[start of Excerpt provided]

Wed Mar 06 22:13:25 GMT 2019






New book:

PELLUCID PAPER: POETRY AND BUREAUCRATIC MEDIA IN EARLY MODERN SPAIN

OPEN HUMANITIES PRESS

By Adam Wickberg

http://www.openhumanitiespress.org/books/titles/pellucid-paper/

/Pellucid Paper/ offers a new history of the materiality of Early Modern poetry and its relation to political power, memory and subject constitution. The book explores the broad media practices in which some of the most canonical Spanish Golden Age poetry was produced. It departs from the intersection of media theory, historiography and materiality of Early Modern culture in a radical rethinking of the nature of the relationship between the imaginary and the real using the concept of cultural techniques. Working with the operative sequences of the material and the symbolic of epistemological configurations of art, literature and power relations, it demonstrates how media and materiality were a crucial part of both the political and the aesthetic already in Early Modernity. It studies these operations in Early Modern Spain in the reign from Philip II to Philip IV. The development of a paper based bureaucracy as a means of sustaining large-scale power relations bridging distances in space and time forms the locus of the book. /Pellucid Paper/ is informed by German Media theory and specifically the more recent developments of Cultural Techniques, which enables a fresh and imaginative take on Early Modern culture. The book offers a radical account of the dynamic relationship between the death oriented aesthetics of vanitas, techniques and media of storage and a form of mediated presence that permeates the inseparable spheres of the political and the aesthetic.

[end of Excerpt provided]
[start of Data segment]

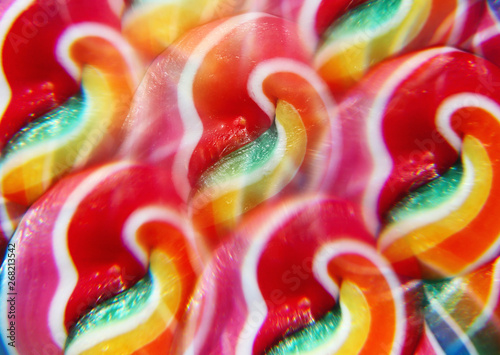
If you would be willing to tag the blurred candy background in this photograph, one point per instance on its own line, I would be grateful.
(250, 177)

[end of Data segment]

# [Stated task 1]
Answer these questions from the book announcement, each on its own line:
(a) Which press is publishing the book?
(b) Which reigns in Early Modern Spain does the book study?
(c) Which body of theory informs the book?
# [Stated task 2]
Can you sum up the book announcement in two sentences?
# [Stated task 3]
How would you carry the book announcement about Pellucid Paper forward from its last sentence?
The lines that come after the book announcement are separate material with no tie to it.

# [Final result 1]
(a) Open Humanities Press.
(b) The reign from Philip II to Philip IV.
(c) German Media theory, specifically the more recent developments of Cultural Techniques.

# [Final result 2]
Adam Wickberg's Pellucid Paper, published by Open Humanities Press, offers a new history of the materiality of Early Modern poetry and its relation to political power, memory and subject constitution, focusing on Spain from Philip II to Philip IV and the rise of a paper-based bureaucracy. Informed by German Media theory and Cultural Techniques, it shows that media and materiality were already a crucial part of both the political and the aesthetic in Early Modernity.

# [Final result 3]
Endorsments:

//

/I read Adam Wickberg’s Pellucid Paper as the decisive archeological reconstruction of the incipient movements in an era of media history that is now approaching its end. It was the moment in which the Spanish imperial bureaucracy profoundly transformed the relation, so foundational for western culture, between knowledge and texts, by introducing the regular use of paper. In concentrating on this process, Wickberg weaves together a wealth of initiated knowledge with a sophisticated level  of philosophical reflection and thus demonstrates what Media studies have become capable of achieving today - without ever having lived up to this potential before./

//

Hans Ulrich Gumbrecht, Albert Guérard Professor in Literature, Emeritus, Stanford University

/This book is extremely lively, intelligent and very pleasant to read. It approaches problems which are now fashionable among scholars and critics, but it is never anachronistic. It discusses its issues with scientific rigour. On the whole, this very stimulating and interesting book deserves to be read not only by specialists of Early Modern Spain, of Renaissance and Baroque poetry, but also more broadly by anyone interested in new methods in the field of Humanities. /

Mercedes Blanco, Professor of Spanish Golden Age literature, Paris Sorbonne IV

Author Bio

Adam Wickberg is a Postdoctoral fellow in Media history at the Environmental Humanities Lab at the KTH Royal Institute of Technology in Stockholm and a visiting scholar at the Max Planck Institute for History of Science in Berlin (MPWIG I). His current research concerns the Early Modern media history of the Anthropocene, where he traces the global changes of long distance governing of nature brought about by early Spanish colonialism.